— Begin —

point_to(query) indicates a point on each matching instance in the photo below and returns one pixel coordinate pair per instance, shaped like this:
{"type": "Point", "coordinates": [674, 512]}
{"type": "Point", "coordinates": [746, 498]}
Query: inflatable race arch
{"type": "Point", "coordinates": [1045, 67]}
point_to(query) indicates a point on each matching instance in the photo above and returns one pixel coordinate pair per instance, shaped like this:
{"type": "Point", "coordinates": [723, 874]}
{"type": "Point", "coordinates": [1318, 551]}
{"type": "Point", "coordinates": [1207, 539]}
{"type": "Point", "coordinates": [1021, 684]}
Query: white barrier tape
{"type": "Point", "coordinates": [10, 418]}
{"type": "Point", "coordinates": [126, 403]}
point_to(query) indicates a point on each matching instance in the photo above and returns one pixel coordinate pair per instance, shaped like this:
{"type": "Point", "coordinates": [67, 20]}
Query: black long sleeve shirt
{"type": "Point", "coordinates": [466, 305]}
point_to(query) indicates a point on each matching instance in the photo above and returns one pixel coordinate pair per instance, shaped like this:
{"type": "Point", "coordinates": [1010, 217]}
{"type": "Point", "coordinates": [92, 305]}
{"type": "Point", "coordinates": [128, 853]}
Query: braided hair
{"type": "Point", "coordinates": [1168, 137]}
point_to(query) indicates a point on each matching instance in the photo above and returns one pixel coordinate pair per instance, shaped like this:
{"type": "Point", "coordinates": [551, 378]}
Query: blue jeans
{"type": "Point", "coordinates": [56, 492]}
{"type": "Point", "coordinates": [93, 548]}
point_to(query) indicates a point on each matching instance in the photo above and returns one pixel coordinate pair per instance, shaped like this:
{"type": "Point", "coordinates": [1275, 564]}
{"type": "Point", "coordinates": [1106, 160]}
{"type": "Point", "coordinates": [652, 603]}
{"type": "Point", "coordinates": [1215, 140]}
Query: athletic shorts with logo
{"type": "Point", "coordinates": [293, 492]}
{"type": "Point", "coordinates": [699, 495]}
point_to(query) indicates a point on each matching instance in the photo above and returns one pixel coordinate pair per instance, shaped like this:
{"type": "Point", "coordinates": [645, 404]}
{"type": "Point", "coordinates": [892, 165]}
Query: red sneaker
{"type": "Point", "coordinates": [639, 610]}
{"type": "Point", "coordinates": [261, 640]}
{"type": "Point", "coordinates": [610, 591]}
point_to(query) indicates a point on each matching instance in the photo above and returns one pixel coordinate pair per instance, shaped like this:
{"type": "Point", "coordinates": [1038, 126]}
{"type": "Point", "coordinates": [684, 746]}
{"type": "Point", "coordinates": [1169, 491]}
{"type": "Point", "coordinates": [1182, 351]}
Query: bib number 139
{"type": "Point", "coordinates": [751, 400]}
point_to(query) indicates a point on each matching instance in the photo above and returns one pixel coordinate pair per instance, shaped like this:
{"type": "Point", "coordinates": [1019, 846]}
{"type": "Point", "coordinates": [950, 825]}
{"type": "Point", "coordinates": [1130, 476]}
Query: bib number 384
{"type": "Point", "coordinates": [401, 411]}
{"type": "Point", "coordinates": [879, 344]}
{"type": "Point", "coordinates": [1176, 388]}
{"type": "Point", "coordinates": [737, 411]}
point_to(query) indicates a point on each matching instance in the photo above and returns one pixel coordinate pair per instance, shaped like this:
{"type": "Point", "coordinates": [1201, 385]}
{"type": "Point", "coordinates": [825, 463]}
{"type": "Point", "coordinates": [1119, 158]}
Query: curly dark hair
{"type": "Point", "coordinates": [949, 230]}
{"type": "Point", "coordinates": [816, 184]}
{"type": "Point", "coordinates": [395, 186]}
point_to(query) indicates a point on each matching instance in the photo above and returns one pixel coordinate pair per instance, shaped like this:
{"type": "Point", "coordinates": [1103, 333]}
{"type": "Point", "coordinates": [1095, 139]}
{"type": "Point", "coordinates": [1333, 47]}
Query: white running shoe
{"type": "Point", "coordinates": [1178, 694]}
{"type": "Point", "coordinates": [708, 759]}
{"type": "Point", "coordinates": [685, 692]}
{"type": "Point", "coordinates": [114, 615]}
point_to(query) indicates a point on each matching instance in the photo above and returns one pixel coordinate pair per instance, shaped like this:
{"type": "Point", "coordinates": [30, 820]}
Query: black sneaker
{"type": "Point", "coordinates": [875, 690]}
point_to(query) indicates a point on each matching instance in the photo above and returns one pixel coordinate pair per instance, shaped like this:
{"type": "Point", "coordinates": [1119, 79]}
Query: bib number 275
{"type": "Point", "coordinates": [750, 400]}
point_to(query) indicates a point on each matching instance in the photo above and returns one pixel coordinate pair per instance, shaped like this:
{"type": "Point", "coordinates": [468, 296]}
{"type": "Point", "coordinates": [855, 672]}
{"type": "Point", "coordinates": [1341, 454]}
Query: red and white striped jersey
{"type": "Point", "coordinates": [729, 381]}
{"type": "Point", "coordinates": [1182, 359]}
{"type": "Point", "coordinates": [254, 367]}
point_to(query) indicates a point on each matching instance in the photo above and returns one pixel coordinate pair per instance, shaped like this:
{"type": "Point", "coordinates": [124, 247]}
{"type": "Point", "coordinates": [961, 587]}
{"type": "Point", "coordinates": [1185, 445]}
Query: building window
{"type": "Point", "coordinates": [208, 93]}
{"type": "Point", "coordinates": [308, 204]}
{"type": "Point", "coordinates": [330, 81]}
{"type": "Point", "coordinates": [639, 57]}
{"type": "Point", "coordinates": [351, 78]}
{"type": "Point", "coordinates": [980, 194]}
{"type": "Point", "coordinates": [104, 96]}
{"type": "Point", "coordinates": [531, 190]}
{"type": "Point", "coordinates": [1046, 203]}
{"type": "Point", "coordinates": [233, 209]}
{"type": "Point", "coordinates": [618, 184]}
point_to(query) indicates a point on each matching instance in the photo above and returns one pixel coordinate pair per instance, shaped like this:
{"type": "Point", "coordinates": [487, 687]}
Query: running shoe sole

— End —

Exercise goal. Pick out every line in the material above that contains the word "sneaker" with the same capitalization, and copy each one.

Exercise result.
Query: red sneaker
Query: black sneaker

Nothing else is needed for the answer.